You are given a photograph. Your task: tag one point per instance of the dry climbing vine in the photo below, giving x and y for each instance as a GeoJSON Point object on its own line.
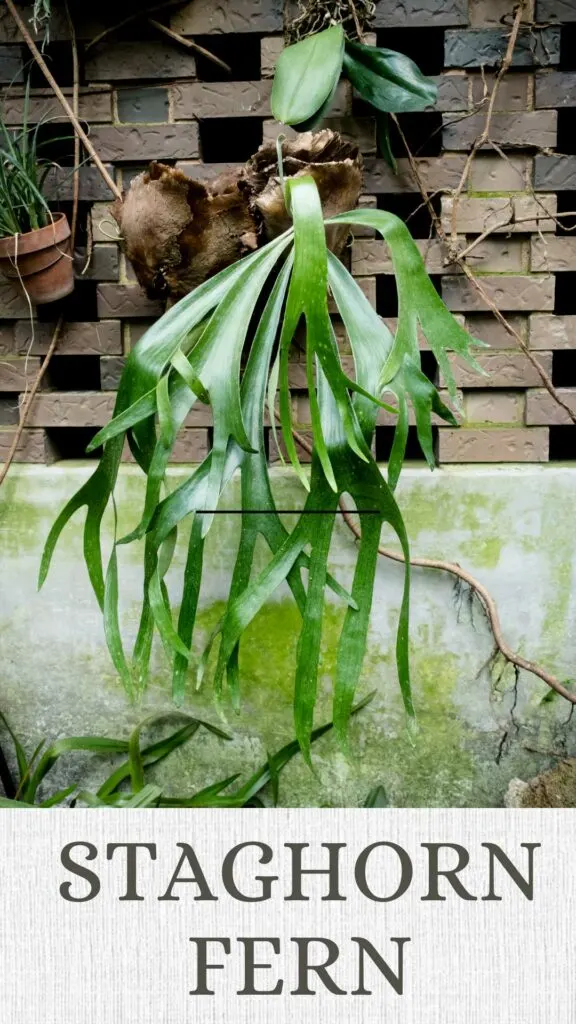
{"type": "Point", "coordinates": [355, 15]}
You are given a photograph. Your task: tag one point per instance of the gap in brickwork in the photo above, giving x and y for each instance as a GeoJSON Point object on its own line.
{"type": "Point", "coordinates": [568, 47]}
{"type": "Point", "coordinates": [425, 46]}
{"type": "Point", "coordinates": [242, 53]}
{"type": "Point", "coordinates": [67, 442]}
{"type": "Point", "coordinates": [412, 210]}
{"type": "Point", "coordinates": [422, 133]}
{"type": "Point", "coordinates": [565, 294]}
{"type": "Point", "coordinates": [429, 366]}
{"type": "Point", "coordinates": [384, 439]}
{"type": "Point", "coordinates": [562, 444]}
{"type": "Point", "coordinates": [58, 58]}
{"type": "Point", "coordinates": [55, 141]}
{"type": "Point", "coordinates": [566, 203]}
{"type": "Point", "coordinates": [81, 305]}
{"type": "Point", "coordinates": [386, 296]}
{"type": "Point", "coordinates": [567, 131]}
{"type": "Point", "coordinates": [228, 140]}
{"type": "Point", "coordinates": [564, 368]}
{"type": "Point", "coordinates": [74, 373]}
{"type": "Point", "coordinates": [8, 409]}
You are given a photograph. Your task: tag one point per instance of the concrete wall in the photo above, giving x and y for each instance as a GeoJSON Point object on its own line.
{"type": "Point", "coordinates": [512, 527]}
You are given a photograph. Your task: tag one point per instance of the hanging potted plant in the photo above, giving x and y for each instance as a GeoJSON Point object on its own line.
{"type": "Point", "coordinates": [35, 244]}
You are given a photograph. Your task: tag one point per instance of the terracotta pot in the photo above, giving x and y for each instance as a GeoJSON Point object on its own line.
{"type": "Point", "coordinates": [40, 261]}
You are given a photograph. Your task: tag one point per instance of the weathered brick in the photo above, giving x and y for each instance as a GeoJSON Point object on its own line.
{"type": "Point", "coordinates": [556, 10]}
{"type": "Point", "coordinates": [500, 214]}
{"type": "Point", "coordinates": [421, 13]}
{"type": "Point", "coordinates": [494, 407]}
{"type": "Point", "coordinates": [16, 375]}
{"type": "Point", "coordinates": [142, 105]}
{"type": "Point", "coordinates": [452, 92]}
{"type": "Point", "coordinates": [493, 444]}
{"type": "Point", "coordinates": [72, 409]}
{"type": "Point", "coordinates": [505, 291]}
{"type": "Point", "coordinates": [94, 105]}
{"type": "Point", "coordinates": [11, 65]}
{"type": "Point", "coordinates": [216, 99]}
{"type": "Point", "coordinates": [372, 256]}
{"type": "Point", "coordinates": [131, 143]}
{"type": "Point", "coordinates": [191, 445]}
{"type": "Point", "coordinates": [205, 172]}
{"type": "Point", "coordinates": [553, 253]}
{"type": "Point", "coordinates": [533, 129]}
{"type": "Point", "coordinates": [475, 47]}
{"type": "Point", "coordinates": [104, 225]}
{"type": "Point", "coordinates": [499, 255]}
{"type": "Point", "coordinates": [118, 61]}
{"type": "Point", "coordinates": [103, 266]}
{"type": "Point", "coordinates": [203, 16]}
{"type": "Point", "coordinates": [271, 48]}
{"type": "Point", "coordinates": [484, 13]}
{"type": "Point", "coordinates": [58, 184]}
{"type": "Point", "coordinates": [503, 370]}
{"type": "Point", "coordinates": [126, 300]}
{"type": "Point", "coordinates": [12, 301]}
{"type": "Point", "coordinates": [557, 88]}
{"type": "Point", "coordinates": [31, 445]}
{"type": "Point", "coordinates": [8, 410]}
{"type": "Point", "coordinates": [78, 338]}
{"type": "Point", "coordinates": [491, 173]}
{"type": "Point", "coordinates": [541, 409]}
{"type": "Point", "coordinates": [437, 173]}
{"type": "Point", "coordinates": [486, 328]}
{"type": "Point", "coordinates": [512, 94]}
{"type": "Point", "coordinates": [111, 372]}
{"type": "Point", "coordinates": [362, 131]}
{"type": "Point", "coordinates": [558, 172]}
{"type": "Point", "coordinates": [547, 332]}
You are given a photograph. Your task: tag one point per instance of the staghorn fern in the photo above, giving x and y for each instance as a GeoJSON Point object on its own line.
{"type": "Point", "coordinates": [193, 353]}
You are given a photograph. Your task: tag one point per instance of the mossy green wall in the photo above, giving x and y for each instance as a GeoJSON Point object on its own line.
{"type": "Point", "coordinates": [512, 527]}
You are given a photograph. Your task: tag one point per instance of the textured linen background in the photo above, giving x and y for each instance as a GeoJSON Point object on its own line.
{"type": "Point", "coordinates": [120, 963]}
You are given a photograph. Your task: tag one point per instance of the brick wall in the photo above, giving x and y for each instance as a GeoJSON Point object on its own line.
{"type": "Point", "coordinates": [148, 97]}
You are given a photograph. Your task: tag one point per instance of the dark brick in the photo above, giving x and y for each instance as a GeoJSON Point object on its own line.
{"type": "Point", "coordinates": [557, 88]}
{"type": "Point", "coordinates": [142, 105]}
{"type": "Point", "coordinates": [126, 300]}
{"type": "Point", "coordinates": [436, 172]}
{"type": "Point", "coordinates": [119, 61]}
{"type": "Point", "coordinates": [557, 173]}
{"type": "Point", "coordinates": [556, 10]}
{"type": "Point", "coordinates": [534, 129]}
{"type": "Point", "coordinates": [203, 16]}
{"type": "Point", "coordinates": [103, 337]}
{"type": "Point", "coordinates": [487, 46]}
{"type": "Point", "coordinates": [133, 143]}
{"type": "Point", "coordinates": [31, 446]}
{"type": "Point", "coordinates": [8, 411]}
{"type": "Point", "coordinates": [111, 372]}
{"type": "Point", "coordinates": [419, 13]}
{"type": "Point", "coordinates": [452, 92]}
{"type": "Point", "coordinates": [11, 70]}
{"type": "Point", "coordinates": [72, 409]}
{"type": "Point", "coordinates": [218, 99]}
{"type": "Point", "coordinates": [104, 263]}
{"type": "Point", "coordinates": [58, 185]}
{"type": "Point", "coordinates": [94, 105]}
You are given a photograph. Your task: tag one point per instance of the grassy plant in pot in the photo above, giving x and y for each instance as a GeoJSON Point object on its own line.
{"type": "Point", "coordinates": [35, 245]}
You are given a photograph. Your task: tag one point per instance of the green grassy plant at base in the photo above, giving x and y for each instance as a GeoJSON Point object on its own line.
{"type": "Point", "coordinates": [127, 785]}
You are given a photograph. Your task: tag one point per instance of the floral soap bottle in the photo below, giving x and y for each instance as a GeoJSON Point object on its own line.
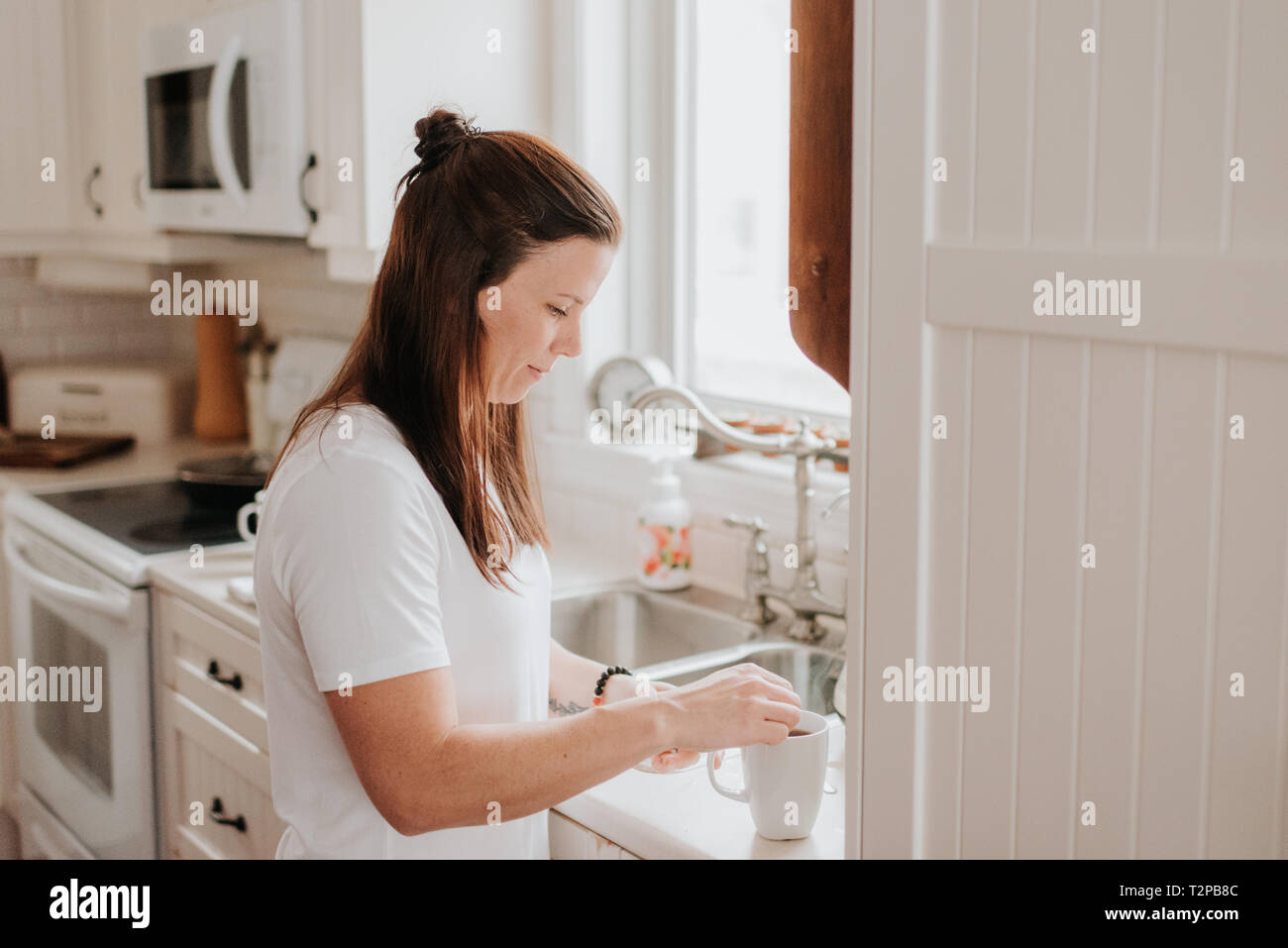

[EXERCISE PROMPT]
From the first line of the material to the last, retype everything exactly except the images.

[COMPLETED EXERCISE]
You are given a photograph. Your task: tag one point per instance of the dry climbing vine in the photo below, giving x and y for each instance as a GeoJSON Point object on its own line.
{"type": "Point", "coordinates": [355, 15]}
You are given a photograph. Your task: tag one point per instance of the gap in brickwork in the photo above, giving x and y for each instance as a GeoJSON Point object on its own line.
{"type": "Point", "coordinates": [568, 47]}
{"type": "Point", "coordinates": [425, 46]}
{"type": "Point", "coordinates": [242, 53]}
{"type": "Point", "coordinates": [67, 442]}
{"type": "Point", "coordinates": [412, 210]}
{"type": "Point", "coordinates": [422, 133]}
{"type": "Point", "coordinates": [565, 294]}
{"type": "Point", "coordinates": [429, 366]}
{"type": "Point", "coordinates": [384, 439]}
{"type": "Point", "coordinates": [562, 444]}
{"type": "Point", "coordinates": [58, 58]}
{"type": "Point", "coordinates": [55, 141]}
{"type": "Point", "coordinates": [566, 203]}
{"type": "Point", "coordinates": [81, 305]}
{"type": "Point", "coordinates": [386, 296]}
{"type": "Point", "coordinates": [567, 131]}
{"type": "Point", "coordinates": [228, 140]}
{"type": "Point", "coordinates": [564, 368]}
{"type": "Point", "coordinates": [74, 373]}
{"type": "Point", "coordinates": [8, 409]}
You are given a photograph. Your task: tag one point per instance of the concrete wall in the photo above, giving x and y for each instance as a GeoJSON Point object on its own line.
{"type": "Point", "coordinates": [512, 527]}
You are given a photograph. Your task: tag one point per instance of the hanging potted plant in the photo above, giving x and y for each instance as a GeoJSON Point object on its own line.
{"type": "Point", "coordinates": [35, 244]}
You are given a photograph. Your task: tag one point per instance of the terracotta pot in the photo above, giving x and y for each instance as a GeoJSON Point object on its own line.
{"type": "Point", "coordinates": [40, 261]}
You are given a photograph. Your task: tag one point per instance of the weathered brick in the photo above, giving x and y for each instance as a GeoJSON Point object on its own line.
{"type": "Point", "coordinates": [556, 10]}
{"type": "Point", "coordinates": [500, 214]}
{"type": "Point", "coordinates": [421, 13]}
{"type": "Point", "coordinates": [494, 407]}
{"type": "Point", "coordinates": [16, 375]}
{"type": "Point", "coordinates": [142, 105]}
{"type": "Point", "coordinates": [452, 92]}
{"type": "Point", "coordinates": [493, 444]}
{"type": "Point", "coordinates": [72, 409]}
{"type": "Point", "coordinates": [505, 291]}
{"type": "Point", "coordinates": [94, 105]}
{"type": "Point", "coordinates": [11, 65]}
{"type": "Point", "coordinates": [216, 99]}
{"type": "Point", "coordinates": [372, 256]}
{"type": "Point", "coordinates": [131, 143]}
{"type": "Point", "coordinates": [191, 445]}
{"type": "Point", "coordinates": [205, 172]}
{"type": "Point", "coordinates": [553, 253]}
{"type": "Point", "coordinates": [533, 129]}
{"type": "Point", "coordinates": [475, 47]}
{"type": "Point", "coordinates": [104, 225]}
{"type": "Point", "coordinates": [499, 255]}
{"type": "Point", "coordinates": [118, 61]}
{"type": "Point", "coordinates": [103, 266]}
{"type": "Point", "coordinates": [203, 16]}
{"type": "Point", "coordinates": [271, 48]}
{"type": "Point", "coordinates": [484, 13]}
{"type": "Point", "coordinates": [58, 184]}
{"type": "Point", "coordinates": [503, 370]}
{"type": "Point", "coordinates": [126, 300]}
{"type": "Point", "coordinates": [12, 301]}
{"type": "Point", "coordinates": [557, 88]}
{"type": "Point", "coordinates": [31, 445]}
{"type": "Point", "coordinates": [8, 410]}
{"type": "Point", "coordinates": [78, 338]}
{"type": "Point", "coordinates": [491, 173]}
{"type": "Point", "coordinates": [541, 409]}
{"type": "Point", "coordinates": [437, 173]}
{"type": "Point", "coordinates": [486, 328]}
{"type": "Point", "coordinates": [512, 94]}
{"type": "Point", "coordinates": [111, 372]}
{"type": "Point", "coordinates": [362, 131]}
{"type": "Point", "coordinates": [558, 172]}
{"type": "Point", "coordinates": [547, 332]}
You are given a photograph. Your task: tag one point per instance of the staghorn fern in the photo above, giving x and y for each instance as a GeoJSON Point object on its own line.
{"type": "Point", "coordinates": [193, 353]}
You are given a photograph. Your task: tag one point per instance of the mossy green wall in the photo above, giving x and y for each instance as a GeoJSON Point object on its own line.
{"type": "Point", "coordinates": [512, 527]}
You are given a photograph. Your task: tag one point per instance of the textured linen background in the photo above, giving x and y for each instance as a GeoJSON Point object on its own line.
{"type": "Point", "coordinates": [120, 963]}
You are given a photograph. Your task: tag one point per instance of the brick wall in the photo above, giving x and y for each instance as a GeoJSON Point object on its own line.
{"type": "Point", "coordinates": [148, 97]}
You are given a photograph. Your task: tag one point per instance of the dark brick in the photo above, giving x and y for each instance as a GeoJSON Point object on its own line.
{"type": "Point", "coordinates": [557, 88]}
{"type": "Point", "coordinates": [142, 105]}
{"type": "Point", "coordinates": [126, 300]}
{"type": "Point", "coordinates": [436, 172]}
{"type": "Point", "coordinates": [119, 61]}
{"type": "Point", "coordinates": [557, 173]}
{"type": "Point", "coordinates": [556, 10]}
{"type": "Point", "coordinates": [534, 129]}
{"type": "Point", "coordinates": [203, 16]}
{"type": "Point", "coordinates": [103, 337]}
{"type": "Point", "coordinates": [487, 46]}
{"type": "Point", "coordinates": [133, 143]}
{"type": "Point", "coordinates": [31, 446]}
{"type": "Point", "coordinates": [8, 411]}
{"type": "Point", "coordinates": [111, 372]}
{"type": "Point", "coordinates": [419, 13]}
{"type": "Point", "coordinates": [452, 92]}
{"type": "Point", "coordinates": [11, 70]}
{"type": "Point", "coordinates": [72, 409]}
{"type": "Point", "coordinates": [218, 99]}
{"type": "Point", "coordinates": [104, 263]}
{"type": "Point", "coordinates": [58, 185]}
{"type": "Point", "coordinates": [94, 105]}
You are given a photograph. Your task: tag one point per instance of the grassy plant in pot in the photo above, giving x and y for each instance as a GeoJSON Point object on its own line.
{"type": "Point", "coordinates": [35, 245]}
You are given a photograph. Your task: tag one point per instance of the green grassy plant at base in the photo above, giving x and y for each instance as a GeoJSON Point object on its own line.
{"type": "Point", "coordinates": [127, 785]}
You are given a photograph. Your task: tag one point per instance of the floral soap bottle in the photo below, giving x and y for each instance as a GeoJSON Point object on its own line.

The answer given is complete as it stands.